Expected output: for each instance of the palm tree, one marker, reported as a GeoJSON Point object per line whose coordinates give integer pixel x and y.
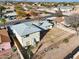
{"type": "Point", "coordinates": [3, 21]}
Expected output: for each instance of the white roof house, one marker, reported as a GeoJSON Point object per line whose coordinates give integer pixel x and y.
{"type": "Point", "coordinates": [28, 33]}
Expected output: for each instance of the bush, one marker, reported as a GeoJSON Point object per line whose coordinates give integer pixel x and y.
{"type": "Point", "coordinates": [66, 40]}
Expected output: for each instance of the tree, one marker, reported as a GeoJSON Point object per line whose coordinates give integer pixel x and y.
{"type": "Point", "coordinates": [3, 21]}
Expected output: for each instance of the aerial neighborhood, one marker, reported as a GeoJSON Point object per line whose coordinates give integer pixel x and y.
{"type": "Point", "coordinates": [39, 30]}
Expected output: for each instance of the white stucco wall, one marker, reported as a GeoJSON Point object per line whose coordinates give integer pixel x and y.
{"type": "Point", "coordinates": [25, 41]}
{"type": "Point", "coordinates": [30, 39]}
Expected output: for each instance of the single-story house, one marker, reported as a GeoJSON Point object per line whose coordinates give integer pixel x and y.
{"type": "Point", "coordinates": [28, 33]}
{"type": "Point", "coordinates": [4, 40]}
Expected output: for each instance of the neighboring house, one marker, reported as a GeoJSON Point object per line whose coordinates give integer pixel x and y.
{"type": "Point", "coordinates": [28, 33]}
{"type": "Point", "coordinates": [10, 15]}
{"type": "Point", "coordinates": [4, 40]}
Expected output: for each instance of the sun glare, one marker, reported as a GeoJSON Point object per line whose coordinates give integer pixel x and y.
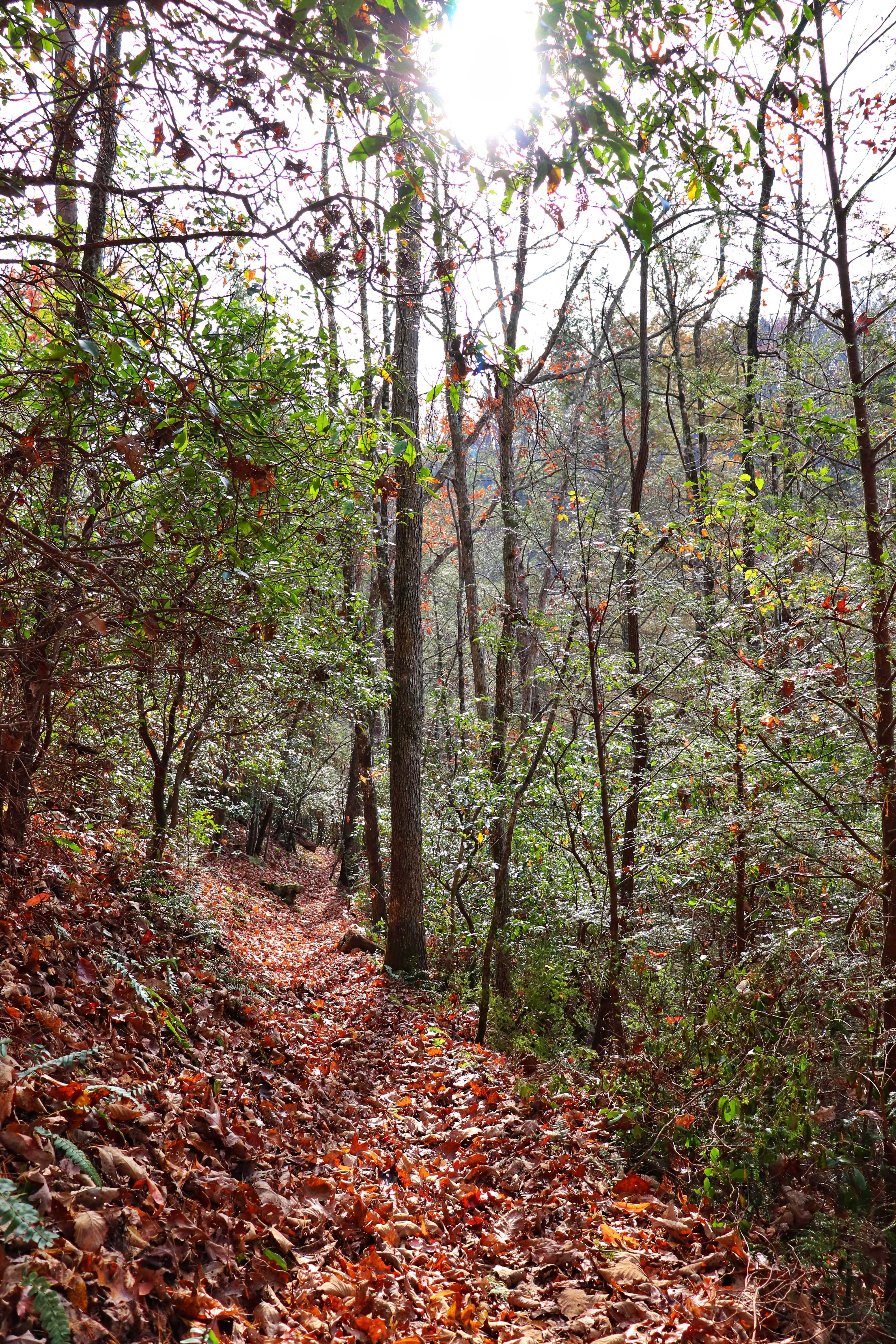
{"type": "Point", "coordinates": [487, 69]}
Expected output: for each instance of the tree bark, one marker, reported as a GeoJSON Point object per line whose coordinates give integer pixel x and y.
{"type": "Point", "coordinates": [877, 550]}
{"type": "Point", "coordinates": [508, 643]}
{"type": "Point", "coordinates": [354, 810]}
{"type": "Point", "coordinates": [406, 936]}
{"type": "Point", "coordinates": [371, 825]}
{"type": "Point", "coordinates": [640, 737]}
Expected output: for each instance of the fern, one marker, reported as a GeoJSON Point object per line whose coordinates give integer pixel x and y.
{"type": "Point", "coordinates": [19, 1220]}
{"type": "Point", "coordinates": [124, 971]}
{"type": "Point", "coordinates": [73, 1154]}
{"type": "Point", "coordinates": [49, 1307]}
{"type": "Point", "coordinates": [201, 1335]}
{"type": "Point", "coordinates": [77, 1057]}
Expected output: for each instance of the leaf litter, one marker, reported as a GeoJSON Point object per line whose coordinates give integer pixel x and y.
{"type": "Point", "coordinates": [217, 1126]}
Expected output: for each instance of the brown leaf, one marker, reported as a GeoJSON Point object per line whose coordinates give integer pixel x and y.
{"type": "Point", "coordinates": [85, 971]}
{"type": "Point", "coordinates": [632, 1185]}
{"type": "Point", "coordinates": [625, 1273]}
{"type": "Point", "coordinates": [77, 1294]}
{"type": "Point", "coordinates": [21, 1142]}
{"type": "Point", "coordinates": [574, 1303]}
{"type": "Point", "coordinates": [90, 1230]}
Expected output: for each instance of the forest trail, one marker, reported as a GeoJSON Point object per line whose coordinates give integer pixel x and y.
{"type": "Point", "coordinates": [443, 1191]}
{"type": "Point", "coordinates": [217, 1127]}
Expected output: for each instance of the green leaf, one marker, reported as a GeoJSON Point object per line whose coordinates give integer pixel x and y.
{"type": "Point", "coordinates": [643, 222]}
{"type": "Point", "coordinates": [49, 1308]}
{"type": "Point", "coordinates": [89, 347]}
{"type": "Point", "coordinates": [276, 1260]}
{"type": "Point", "coordinates": [367, 147]}
{"type": "Point", "coordinates": [136, 65]}
{"type": "Point", "coordinates": [73, 1154]}
{"type": "Point", "coordinates": [19, 1220]}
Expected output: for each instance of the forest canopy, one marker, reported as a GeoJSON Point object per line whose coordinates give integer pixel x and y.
{"type": "Point", "coordinates": [512, 519]}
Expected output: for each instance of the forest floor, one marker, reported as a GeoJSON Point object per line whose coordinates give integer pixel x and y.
{"type": "Point", "coordinates": [272, 1139]}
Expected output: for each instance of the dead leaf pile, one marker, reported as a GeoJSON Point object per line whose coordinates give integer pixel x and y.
{"type": "Point", "coordinates": [287, 1144]}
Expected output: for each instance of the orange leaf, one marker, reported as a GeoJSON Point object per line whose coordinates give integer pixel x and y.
{"type": "Point", "coordinates": [632, 1185]}
{"type": "Point", "coordinates": [373, 1326]}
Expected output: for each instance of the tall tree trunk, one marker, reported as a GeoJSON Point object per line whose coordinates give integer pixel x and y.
{"type": "Point", "coordinates": [371, 825]}
{"type": "Point", "coordinates": [609, 1017]}
{"type": "Point", "coordinates": [65, 108]}
{"type": "Point", "coordinates": [467, 556]}
{"type": "Point", "coordinates": [640, 737]}
{"type": "Point", "coordinates": [508, 643]}
{"type": "Point", "coordinates": [406, 935]}
{"type": "Point", "coordinates": [878, 562]}
{"type": "Point", "coordinates": [107, 155]}
{"type": "Point", "coordinates": [354, 810]}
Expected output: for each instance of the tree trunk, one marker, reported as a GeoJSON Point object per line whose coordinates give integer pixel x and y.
{"type": "Point", "coordinates": [640, 737]}
{"type": "Point", "coordinates": [406, 936]}
{"type": "Point", "coordinates": [354, 810]}
{"type": "Point", "coordinates": [371, 826]}
{"type": "Point", "coordinates": [467, 556]}
{"type": "Point", "coordinates": [508, 643]}
{"type": "Point", "coordinates": [263, 827]}
{"type": "Point", "coordinates": [877, 552]}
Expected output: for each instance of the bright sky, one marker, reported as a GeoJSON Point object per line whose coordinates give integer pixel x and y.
{"type": "Point", "coordinates": [487, 69]}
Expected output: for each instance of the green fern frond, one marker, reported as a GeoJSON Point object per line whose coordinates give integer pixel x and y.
{"type": "Point", "coordinates": [19, 1220]}
{"type": "Point", "coordinates": [49, 1307]}
{"type": "Point", "coordinates": [73, 1152]}
{"type": "Point", "coordinates": [201, 1335]}
{"type": "Point", "coordinates": [77, 1057]}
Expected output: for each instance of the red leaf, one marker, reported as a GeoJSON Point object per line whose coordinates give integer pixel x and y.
{"type": "Point", "coordinates": [85, 971]}
{"type": "Point", "coordinates": [632, 1185]}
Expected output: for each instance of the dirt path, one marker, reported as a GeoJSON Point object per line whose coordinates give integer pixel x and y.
{"type": "Point", "coordinates": [441, 1190]}
{"type": "Point", "coordinates": [322, 1157]}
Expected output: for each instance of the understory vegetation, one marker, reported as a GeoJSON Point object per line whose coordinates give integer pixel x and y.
{"type": "Point", "coordinates": [512, 522]}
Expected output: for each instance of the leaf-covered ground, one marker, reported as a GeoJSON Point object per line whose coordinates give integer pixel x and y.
{"type": "Point", "coordinates": [271, 1139]}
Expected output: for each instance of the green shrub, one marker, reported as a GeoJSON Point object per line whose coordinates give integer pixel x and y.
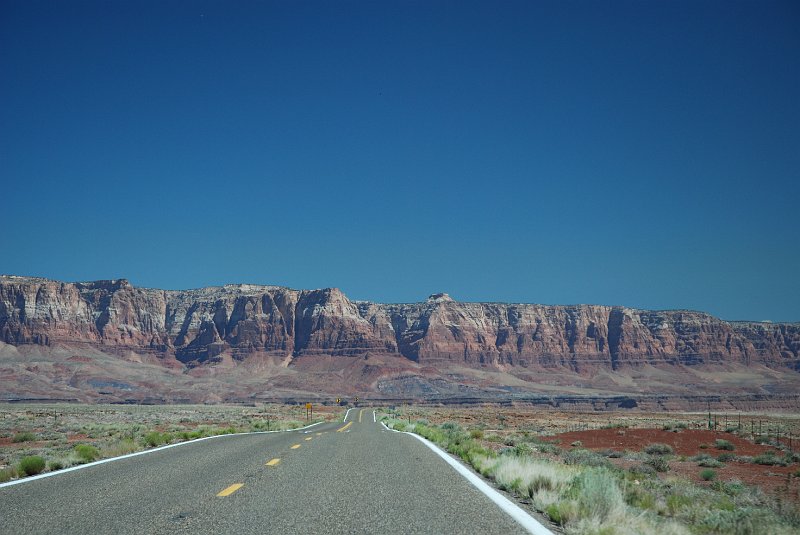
----
◆ **EXERCISE DESCRIPTION**:
Omit the pictures; print the records above exactly.

◆ **RESULT**:
Expected output: for each instance of the palm tree, one marker, reported as a GeoJSON Point object per line whose coordinates give integer pixel x and y.
{"type": "Point", "coordinates": [3, 21]}
Expected output: for each instance of the white roof house, one marker, reported as a GeoJSON Point object per line whose coordinates give integer pixel x and y.
{"type": "Point", "coordinates": [28, 33]}
Expected output: for each instance of the bush, one marker, reported as a GeoJSON Point object per line whose coordinates give integer pixel x and y.
{"type": "Point", "coordinates": [66, 40]}
Expected output: for each instance of the tree, one marker, reported as a GeoJSON Point object per line whose coordinates give integer pixel x and y.
{"type": "Point", "coordinates": [3, 21]}
Expected output: for each instance of the aerial neighborhood, one marker, reported as a GeoJSON Point object per line whose coordinates give integer pixel x and y.
{"type": "Point", "coordinates": [39, 30]}
Expected output: for each instance of the white stucco wall, one marker, reported as a GeoJSON Point object per line whose coordinates give integer pixel x and y.
{"type": "Point", "coordinates": [25, 41]}
{"type": "Point", "coordinates": [30, 39]}
Expected output: for each instance of the single-story house, one marker, reported as a GeoJSON Point object per line whose coordinates give integer pixel x and y.
{"type": "Point", "coordinates": [28, 33]}
{"type": "Point", "coordinates": [4, 40]}
Expected output: for each instance of the neighboring house, one marker, reported as a GeoJSON Point object per line whose coordinates give integer pixel x and y.
{"type": "Point", "coordinates": [28, 33]}
{"type": "Point", "coordinates": [10, 15]}
{"type": "Point", "coordinates": [4, 40]}
Expected output: for each instance of the sun glare, one marker, reported as a GeoJSON Point object per line whose coordinates give integer pixel x and y.
{"type": "Point", "coordinates": [487, 69]}
Expected output: for each instance of the tree bark, one marker, reported as a GeoJSON Point object per line whose coordinates give integer pixel x and y.
{"type": "Point", "coordinates": [877, 550]}
{"type": "Point", "coordinates": [508, 643]}
{"type": "Point", "coordinates": [354, 810]}
{"type": "Point", "coordinates": [406, 936]}
{"type": "Point", "coordinates": [371, 825]}
{"type": "Point", "coordinates": [640, 737]}
Expected output: for each instance of the fern, one marker, reported as a GeoJSON Point object per line whose coordinates give integer pixel x and y.
{"type": "Point", "coordinates": [19, 1220]}
{"type": "Point", "coordinates": [124, 971]}
{"type": "Point", "coordinates": [73, 1154]}
{"type": "Point", "coordinates": [49, 1307]}
{"type": "Point", "coordinates": [201, 1335]}
{"type": "Point", "coordinates": [77, 1057]}
Expected output: for each instance of the leaf litter, one marker, reported as a GeoJSON Point object per line whose coordinates give integer pixel x and y.
{"type": "Point", "coordinates": [217, 1126]}
Expected output: for each instance of the brown leaf, one marker, reported as a GeoJSON Point object per line whose coordinates give integer pixel x and y.
{"type": "Point", "coordinates": [85, 971]}
{"type": "Point", "coordinates": [632, 1185]}
{"type": "Point", "coordinates": [625, 1273]}
{"type": "Point", "coordinates": [77, 1294]}
{"type": "Point", "coordinates": [21, 1142]}
{"type": "Point", "coordinates": [574, 1303]}
{"type": "Point", "coordinates": [90, 1230]}
Expected output: for each instance of the forest trail, one marker, reported as a GeoJSON Point object per line whose coordinates give integer pixel x and y.
{"type": "Point", "coordinates": [443, 1191]}
{"type": "Point", "coordinates": [217, 1127]}
Expected output: for each instance of the green leaf, one marker, reported as a GeoJSON Point object per line whose coordinates give integer pixel x and y.
{"type": "Point", "coordinates": [643, 222]}
{"type": "Point", "coordinates": [49, 1308]}
{"type": "Point", "coordinates": [89, 347]}
{"type": "Point", "coordinates": [276, 1260]}
{"type": "Point", "coordinates": [367, 147]}
{"type": "Point", "coordinates": [136, 65]}
{"type": "Point", "coordinates": [73, 1154]}
{"type": "Point", "coordinates": [19, 1220]}
Expected output: for each instance of the forest canopy, one marker, reported as a GeoJSON Point object per line whose coordinates give integer pixel x and y.
{"type": "Point", "coordinates": [512, 519]}
Expected output: for each instance of the forest floor, one marker, reported as a GeoJSON Point object per line whose coordinates give integer pixel x and y.
{"type": "Point", "coordinates": [272, 1139]}
Expected output: for each instance of the dead leaf pile, one marker, reported as a GeoJSON Point object per line whose coordinates give integer pixel x and y.
{"type": "Point", "coordinates": [287, 1144]}
Expected output: for each instance of the orange leaf, one marker, reported as a GeoJSON Point object per line whose coordinates give integer pixel x and y.
{"type": "Point", "coordinates": [632, 1185]}
{"type": "Point", "coordinates": [373, 1326]}
Expected output: for each instance of the tall tree trunk, one marker, reported as a GeoJSON Point object per line whose coordinates give integer pixel x and y.
{"type": "Point", "coordinates": [371, 825]}
{"type": "Point", "coordinates": [609, 1017]}
{"type": "Point", "coordinates": [65, 108]}
{"type": "Point", "coordinates": [467, 556]}
{"type": "Point", "coordinates": [640, 737]}
{"type": "Point", "coordinates": [508, 643]}
{"type": "Point", "coordinates": [406, 935]}
{"type": "Point", "coordinates": [878, 562]}
{"type": "Point", "coordinates": [107, 155]}
{"type": "Point", "coordinates": [354, 810]}
Expected output: for each instance of the tree trunk, one marker, reported as a GeoJSON Point object per line whose coordinates give integer pixel x and y.
{"type": "Point", "coordinates": [640, 737]}
{"type": "Point", "coordinates": [406, 936]}
{"type": "Point", "coordinates": [354, 810]}
{"type": "Point", "coordinates": [371, 826]}
{"type": "Point", "coordinates": [467, 556]}
{"type": "Point", "coordinates": [508, 643]}
{"type": "Point", "coordinates": [263, 827]}
{"type": "Point", "coordinates": [877, 552]}
Expected output: for each instance of the bright sky, one marker, reported as a GeoJSON Point object per line whose coordinates give integer pixel x and y.
{"type": "Point", "coordinates": [487, 69]}
Expected output: for each instance of the green fern frond, one marker, reported as a GeoJSON Point object per line whose coordinates give integer pixel x and y.
{"type": "Point", "coordinates": [19, 1220]}
{"type": "Point", "coordinates": [49, 1307]}
{"type": "Point", "coordinates": [73, 1152]}
{"type": "Point", "coordinates": [201, 1335]}
{"type": "Point", "coordinates": [77, 1057]}
Expected output: for each instance of the red leaf, one marker, reported as a GeoJSON Point object per line whose coordinates give integer pixel x and y.
{"type": "Point", "coordinates": [85, 971]}
{"type": "Point", "coordinates": [632, 1185]}
Expected output: for each instance of the dirt path, one marker, reported as a GeoJSON Point object per line whose coordinates give integer pixel x and y.
{"type": "Point", "coordinates": [441, 1190]}
{"type": "Point", "coordinates": [322, 1157]}
Expected output: for each instance of the understory vegetation, one marker, reported as a GeoJSON Point object per line whose coordinates give integer pixel x and y.
{"type": "Point", "coordinates": [512, 522]}
Expected output: for each instance of the leaf-covered ground, one marker, reported as a GeoJSON Point object per line whose coordinates give integer pixel x and y.
{"type": "Point", "coordinates": [271, 1139]}
Expected output: for each instance of the green shrub, one marker, reported as a GeoJSON Point object per line whose coordinates give integer pixel x and y.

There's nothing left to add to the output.